UNITED NATIONS, July 26 (Itar-Tass) - U.N. Secretary-General Ban Ki-moon urged Israel and Palestine to act “courageously” in order to settle their conflict as soon as possible by pursuing a two-state solution.

“Hard negotiations still lie ahead, but only the parties can make a decision, hard decisions,” Ban said at a meeting with U.S. Secretary of State John Kerry on Thursday, July 25.

“I strongly urge the leaders of Palestine and Israel to seize this opportunity and respond positively and courageously so that the two-state solution can be realised as soon as possible,” the U.N. Secretary-General said.

Last Friday, July 19, after three days of exhausting consultations with the Palestinians, Kerry announced that a platform for new talks had been agreed and that the sides would send their delegations to Washington next week.

He said this would be the beginning of direct contacts between Palestinian and Israel.

“We have reached an agreement that establishes a basis for resuming direct final status negotiations between the Palestinians and the Israelis. This is a significant and welcome step forward,” Kerry said.

He noted that “candid, private conversations are the very best way to preserve the time and the space for progress and understanding when you face difficult, complicated issues such as Middle East peace.”

At the same time, he admitted that “no one believes that the longstanding differences between the parties can be resolved overnight or just wiped away.”

Kerry pointed out that “the challenges require some very tough choices in the days ahead” and “the road ahead will be difficult and the challenges that the parties face are daunting” but said he was “hopeful because of the courageous leadership shown by President Abbas and Prime Minister Netanyahu. Both of them have chosen to make difficult choices here, and both of them were instrumental in pushing in this direction.”

They agreed that “the difficult road ahead is worth traveling and that the daunting challenges that we face are worth tackling. So they have courageously recognised that in order for Israelis and Palestinians to live together side by side in peace and security, they must begin by sitting at the table together in direct talks.”

_Given task_:
Answer these questions using the article on the Middle East peace talks:
(a) On what day and date did Ban Ki-moon meet with John Kerry?
(b) How many days of consultations with the Palestinians preceded Kerry's announcement of a platform for new talks?
(c) Which two leaders did Kerry credit with courageous leadership?
Base your responses on the article alone.

_Listed entries_:
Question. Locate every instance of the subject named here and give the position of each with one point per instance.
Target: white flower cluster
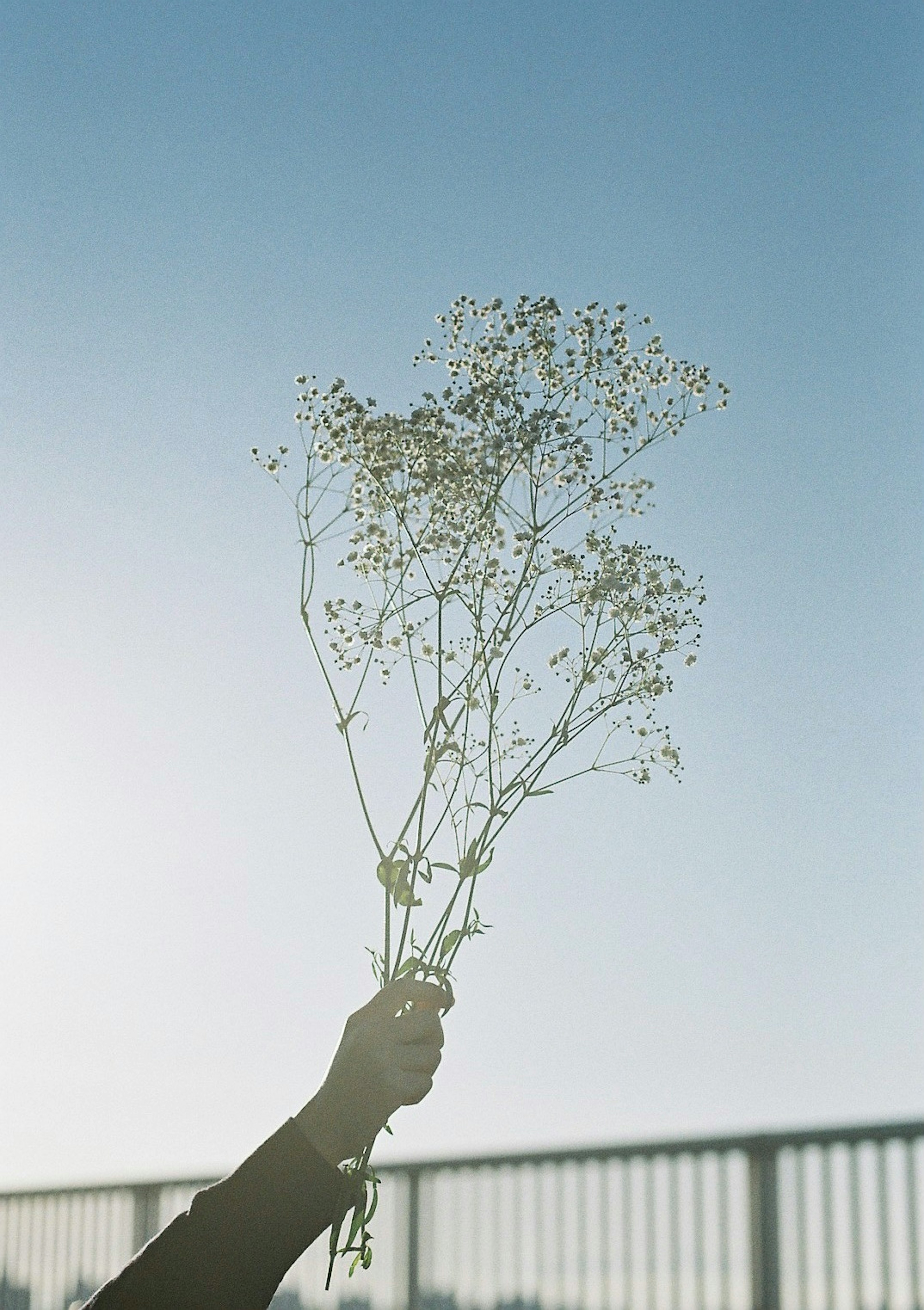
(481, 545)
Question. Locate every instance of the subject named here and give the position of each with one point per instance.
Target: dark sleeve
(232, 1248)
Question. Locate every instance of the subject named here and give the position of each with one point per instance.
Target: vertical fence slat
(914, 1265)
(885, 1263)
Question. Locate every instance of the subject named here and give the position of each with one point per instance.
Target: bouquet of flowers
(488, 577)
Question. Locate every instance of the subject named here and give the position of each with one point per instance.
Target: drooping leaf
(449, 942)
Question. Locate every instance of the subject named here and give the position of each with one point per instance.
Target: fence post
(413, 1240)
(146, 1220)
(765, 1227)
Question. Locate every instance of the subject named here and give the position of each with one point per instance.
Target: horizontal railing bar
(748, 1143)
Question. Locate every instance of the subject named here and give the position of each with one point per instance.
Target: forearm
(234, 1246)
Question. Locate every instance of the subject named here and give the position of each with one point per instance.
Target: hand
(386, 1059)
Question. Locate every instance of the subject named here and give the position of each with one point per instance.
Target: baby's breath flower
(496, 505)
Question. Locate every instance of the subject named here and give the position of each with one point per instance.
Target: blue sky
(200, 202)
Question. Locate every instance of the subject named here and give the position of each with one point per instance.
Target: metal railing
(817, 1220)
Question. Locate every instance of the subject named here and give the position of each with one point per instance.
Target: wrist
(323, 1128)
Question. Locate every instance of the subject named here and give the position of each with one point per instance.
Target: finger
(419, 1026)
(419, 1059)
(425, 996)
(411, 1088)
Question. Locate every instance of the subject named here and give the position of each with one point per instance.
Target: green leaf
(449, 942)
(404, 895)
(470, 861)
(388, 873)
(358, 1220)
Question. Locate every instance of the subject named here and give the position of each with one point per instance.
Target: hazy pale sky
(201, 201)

_Full response_:
(a) Thursday, July 25.
(b) Three days.
(c) President Abbas and Prime Minister Netanyahu.